##### Извлечённый текст

Париж, всегда обладавший божественной способностью все перемены обращать на пользу собственному великолепию, вряд ли стал хуже от османовских перестроек. Потеряв, вероятно, кое-где призрачную красоту былого, город приобрел немало не только необходимых, но и привлекательных новых качеств, без которых он не стал бы нынешним Парижем. Именно тогда возникла эта особенность парижских пейзажей: ошеломляющий контраст величественного и миниатюрного – широких эспланад и площадей, нежданно открывающихся в проемах узких средневековых улиц, этот парадоксальный синтез грандиозности нового с грацией былого – словом, качества, замеченные, опоэтизированные и запечатленные на холстах именно импрессионистами.
Эстетизация роскоши сказалась в те годы и в произведениях художника, словно бы в историю искусства и не вошедшего, однако не только выражавше-го общественный вкус, но и в значительной мере на него влиявшего. В книгах об импрессионистах упоминать его имя не принято, однако художественную атмосферу Парижа Османа и Саккара он определял отлично, будучи при этом мастером почти гениальным. Речь о Гюставе Доре.
Этот художник, весьма склонный к «пышной помеси всех стилей» (Золя), превратил свои иллюстрации к классике в своеобразный – эффектный и пышный, как фасады Оперы Гарнье, – язык Второй империи. Язык, более всего понятный представителям верхушки среднего класса – людям не столько образованным, сколько насыщенным поверхностными впечатлениями от распродаж коллекций стремительно нищающей аристократии, нуворишам, скупавшим драгоценные произведения искусства вместе с особняками и за́мками и решительно неспособным отличать истинное искусство от только модного и хорошее от суррогата. Язык тех, кто предпочитает новому банальность и исповедует агрессивный консерватизм.

##########
##### Выдержки из данных

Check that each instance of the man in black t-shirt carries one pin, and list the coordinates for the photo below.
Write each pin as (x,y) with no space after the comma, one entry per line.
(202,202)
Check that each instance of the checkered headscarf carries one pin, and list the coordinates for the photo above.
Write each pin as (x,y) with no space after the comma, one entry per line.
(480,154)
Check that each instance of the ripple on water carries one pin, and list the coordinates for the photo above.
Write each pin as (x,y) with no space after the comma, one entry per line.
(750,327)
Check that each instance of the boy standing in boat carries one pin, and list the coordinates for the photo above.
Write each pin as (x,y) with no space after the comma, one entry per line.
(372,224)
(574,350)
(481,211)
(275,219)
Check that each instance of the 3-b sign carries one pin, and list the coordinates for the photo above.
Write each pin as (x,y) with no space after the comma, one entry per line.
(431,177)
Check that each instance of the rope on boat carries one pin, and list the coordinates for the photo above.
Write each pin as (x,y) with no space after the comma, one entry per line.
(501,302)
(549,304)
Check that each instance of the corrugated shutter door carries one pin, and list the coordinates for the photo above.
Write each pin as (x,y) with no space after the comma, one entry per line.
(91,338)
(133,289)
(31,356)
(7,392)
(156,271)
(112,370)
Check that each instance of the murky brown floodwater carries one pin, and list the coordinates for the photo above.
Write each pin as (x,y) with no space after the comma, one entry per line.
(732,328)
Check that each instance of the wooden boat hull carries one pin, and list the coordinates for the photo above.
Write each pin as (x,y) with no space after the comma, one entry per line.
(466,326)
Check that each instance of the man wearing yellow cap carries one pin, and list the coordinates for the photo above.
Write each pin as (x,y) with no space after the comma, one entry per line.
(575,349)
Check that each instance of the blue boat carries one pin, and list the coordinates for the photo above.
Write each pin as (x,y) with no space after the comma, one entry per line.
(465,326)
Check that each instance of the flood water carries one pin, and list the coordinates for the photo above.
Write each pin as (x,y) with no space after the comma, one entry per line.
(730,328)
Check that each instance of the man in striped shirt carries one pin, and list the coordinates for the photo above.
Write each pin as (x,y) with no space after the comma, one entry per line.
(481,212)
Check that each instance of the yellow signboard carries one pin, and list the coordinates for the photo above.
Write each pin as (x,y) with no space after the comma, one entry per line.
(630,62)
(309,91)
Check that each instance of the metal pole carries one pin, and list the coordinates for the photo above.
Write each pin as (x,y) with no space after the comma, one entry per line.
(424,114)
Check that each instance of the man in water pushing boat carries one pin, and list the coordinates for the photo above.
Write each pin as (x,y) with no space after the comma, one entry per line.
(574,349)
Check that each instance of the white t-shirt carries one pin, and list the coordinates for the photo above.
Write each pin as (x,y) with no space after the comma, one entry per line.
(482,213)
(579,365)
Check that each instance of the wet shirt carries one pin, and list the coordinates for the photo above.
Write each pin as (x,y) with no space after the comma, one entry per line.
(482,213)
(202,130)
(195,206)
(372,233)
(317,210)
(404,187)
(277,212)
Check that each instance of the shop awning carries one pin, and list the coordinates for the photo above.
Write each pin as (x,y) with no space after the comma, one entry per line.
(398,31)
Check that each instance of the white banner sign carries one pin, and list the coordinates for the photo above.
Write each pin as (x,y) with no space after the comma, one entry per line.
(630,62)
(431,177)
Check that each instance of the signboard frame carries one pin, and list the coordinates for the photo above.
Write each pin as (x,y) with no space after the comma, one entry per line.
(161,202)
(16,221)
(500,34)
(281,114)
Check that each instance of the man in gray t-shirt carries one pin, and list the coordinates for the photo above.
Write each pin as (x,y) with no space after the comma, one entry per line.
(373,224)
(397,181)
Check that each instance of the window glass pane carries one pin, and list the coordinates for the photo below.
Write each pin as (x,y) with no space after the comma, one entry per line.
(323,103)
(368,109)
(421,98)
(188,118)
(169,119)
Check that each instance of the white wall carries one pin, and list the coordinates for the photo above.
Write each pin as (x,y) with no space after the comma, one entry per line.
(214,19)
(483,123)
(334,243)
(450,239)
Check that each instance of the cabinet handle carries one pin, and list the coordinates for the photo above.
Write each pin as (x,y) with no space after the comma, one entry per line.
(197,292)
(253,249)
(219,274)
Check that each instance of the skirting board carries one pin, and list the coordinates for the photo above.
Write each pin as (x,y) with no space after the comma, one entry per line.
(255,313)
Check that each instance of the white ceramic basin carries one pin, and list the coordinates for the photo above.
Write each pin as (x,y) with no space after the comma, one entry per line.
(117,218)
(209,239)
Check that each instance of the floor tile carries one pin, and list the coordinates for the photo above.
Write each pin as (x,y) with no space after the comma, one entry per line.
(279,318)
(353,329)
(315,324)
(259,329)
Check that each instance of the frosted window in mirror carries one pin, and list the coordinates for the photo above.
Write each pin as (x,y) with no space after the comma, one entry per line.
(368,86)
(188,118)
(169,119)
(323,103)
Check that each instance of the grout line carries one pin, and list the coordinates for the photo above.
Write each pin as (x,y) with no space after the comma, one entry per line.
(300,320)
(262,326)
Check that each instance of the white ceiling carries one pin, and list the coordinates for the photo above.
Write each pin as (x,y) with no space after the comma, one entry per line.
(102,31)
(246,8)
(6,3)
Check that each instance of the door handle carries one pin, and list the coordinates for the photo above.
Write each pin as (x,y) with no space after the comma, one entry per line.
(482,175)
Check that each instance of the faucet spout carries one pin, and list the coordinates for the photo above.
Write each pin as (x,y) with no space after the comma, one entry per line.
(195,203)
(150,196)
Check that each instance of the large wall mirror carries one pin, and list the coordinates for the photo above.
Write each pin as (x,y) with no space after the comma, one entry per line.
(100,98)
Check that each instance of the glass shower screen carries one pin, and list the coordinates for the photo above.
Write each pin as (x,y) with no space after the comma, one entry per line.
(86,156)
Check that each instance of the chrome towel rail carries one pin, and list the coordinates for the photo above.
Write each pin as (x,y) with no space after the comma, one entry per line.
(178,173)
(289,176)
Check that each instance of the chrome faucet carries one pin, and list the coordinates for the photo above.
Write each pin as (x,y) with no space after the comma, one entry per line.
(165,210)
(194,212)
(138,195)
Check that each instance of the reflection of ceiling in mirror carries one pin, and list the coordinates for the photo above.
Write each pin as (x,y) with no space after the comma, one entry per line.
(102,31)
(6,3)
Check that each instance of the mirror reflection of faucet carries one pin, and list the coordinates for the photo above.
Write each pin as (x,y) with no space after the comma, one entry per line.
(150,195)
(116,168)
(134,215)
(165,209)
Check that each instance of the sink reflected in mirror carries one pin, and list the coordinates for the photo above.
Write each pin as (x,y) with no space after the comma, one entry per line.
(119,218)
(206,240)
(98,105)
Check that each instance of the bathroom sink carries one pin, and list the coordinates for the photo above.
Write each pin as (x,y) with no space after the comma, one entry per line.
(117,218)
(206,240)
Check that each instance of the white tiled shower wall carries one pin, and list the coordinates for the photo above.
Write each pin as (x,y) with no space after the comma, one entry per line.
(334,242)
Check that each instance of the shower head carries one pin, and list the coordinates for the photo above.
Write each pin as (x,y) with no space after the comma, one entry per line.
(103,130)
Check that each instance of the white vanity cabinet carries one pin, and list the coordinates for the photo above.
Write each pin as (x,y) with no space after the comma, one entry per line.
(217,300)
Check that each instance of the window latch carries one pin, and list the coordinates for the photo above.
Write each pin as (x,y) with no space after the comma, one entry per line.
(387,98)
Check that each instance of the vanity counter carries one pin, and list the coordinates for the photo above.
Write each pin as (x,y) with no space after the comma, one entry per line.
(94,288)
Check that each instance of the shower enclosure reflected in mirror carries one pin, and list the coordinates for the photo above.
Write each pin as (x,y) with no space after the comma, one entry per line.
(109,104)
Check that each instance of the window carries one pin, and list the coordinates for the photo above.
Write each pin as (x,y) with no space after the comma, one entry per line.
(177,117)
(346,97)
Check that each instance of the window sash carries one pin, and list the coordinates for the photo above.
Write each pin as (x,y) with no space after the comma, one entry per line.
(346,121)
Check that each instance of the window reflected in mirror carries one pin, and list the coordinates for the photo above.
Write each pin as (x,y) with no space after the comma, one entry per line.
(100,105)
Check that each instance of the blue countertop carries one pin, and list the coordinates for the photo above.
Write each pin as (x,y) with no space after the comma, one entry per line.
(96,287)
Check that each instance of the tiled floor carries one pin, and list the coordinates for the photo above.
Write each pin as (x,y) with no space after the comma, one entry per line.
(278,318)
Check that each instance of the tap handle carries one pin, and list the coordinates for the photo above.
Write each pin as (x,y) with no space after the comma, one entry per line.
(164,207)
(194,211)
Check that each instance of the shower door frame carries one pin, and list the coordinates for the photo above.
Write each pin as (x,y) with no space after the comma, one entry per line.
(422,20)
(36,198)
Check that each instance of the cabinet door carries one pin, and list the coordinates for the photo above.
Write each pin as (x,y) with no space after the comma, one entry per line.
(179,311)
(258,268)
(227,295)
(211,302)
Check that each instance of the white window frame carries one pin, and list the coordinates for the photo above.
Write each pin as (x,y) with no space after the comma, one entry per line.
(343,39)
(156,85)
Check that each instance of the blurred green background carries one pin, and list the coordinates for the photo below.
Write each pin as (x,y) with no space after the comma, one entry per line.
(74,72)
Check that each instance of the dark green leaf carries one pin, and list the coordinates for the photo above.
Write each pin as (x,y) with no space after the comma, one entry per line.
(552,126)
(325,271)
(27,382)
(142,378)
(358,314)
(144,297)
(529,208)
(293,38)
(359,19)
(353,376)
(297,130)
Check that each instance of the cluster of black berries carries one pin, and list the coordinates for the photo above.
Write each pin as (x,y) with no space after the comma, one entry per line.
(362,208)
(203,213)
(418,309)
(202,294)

##########

Задания:
(1) Кто в тексте о Париже Османа назван художником, превратившим свои иллюстрации к классике в язык Второй империи?
(2) Измените фрагмент текста о Париже Османа: приведите всё от «Париж, всегда обладавший» вниз до «холстах именно импрессионистами.», заменив «импрессионистами» на «живописцами».

Ожидаемые ответы:
(1) Гюстав Доре.

(2)
Париж, всегда обладавший божественной способностью все перемены обращать на пользу собственному великолепию, вряд ли стал хуже от османовских перестроек. Потеряв, вероятно, кое-где призрачную красоту былого, город приобрел немало не только необходимых, но и привлекательных новых качеств, без которых он не стал бы нынешним Парижем. Именно тогда возникла эта особенность парижских пейзажей: ошеломляющий контраст величественного и миниатюрного – широких эспланад и площадей, нежданно открывающихся в проемах узких средневековых улиц, этот парадоксальный синтез грандиозности нового с грацией былого – словом, качества, замеченные, опоэтизированные и запечатленные на холстах именно живописцами.